Stored data:
- - -

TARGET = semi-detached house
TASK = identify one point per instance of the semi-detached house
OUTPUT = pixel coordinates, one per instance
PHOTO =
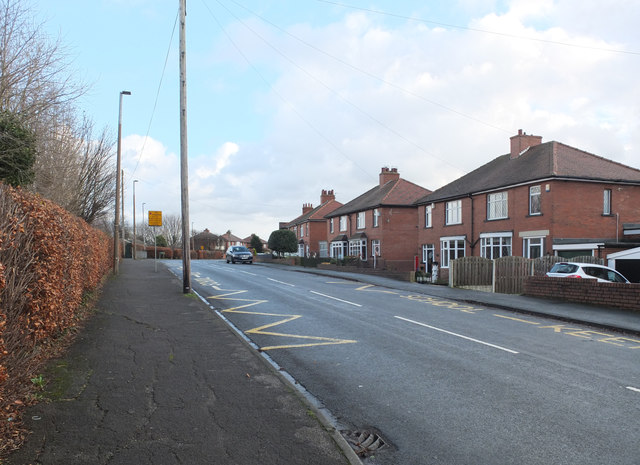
(379, 225)
(538, 199)
(310, 227)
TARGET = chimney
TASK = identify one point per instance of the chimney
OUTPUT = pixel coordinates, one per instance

- - -

### [What this task involves]
Rewrite the data above with each "identify" changed to "locate" and nothing else altered, omitting the pictures.

### [Worked answer]
TARGET = semi-detached house
TASK = locate one point per instance of the semi-detached house
OUTPUT = pixel coordinates, one per instance
PHOTO =
(379, 225)
(538, 199)
(310, 227)
TARGET = chimney
TASK = locate one point per instance of the chimney
OUTPUT = pixel coordinates, one per instance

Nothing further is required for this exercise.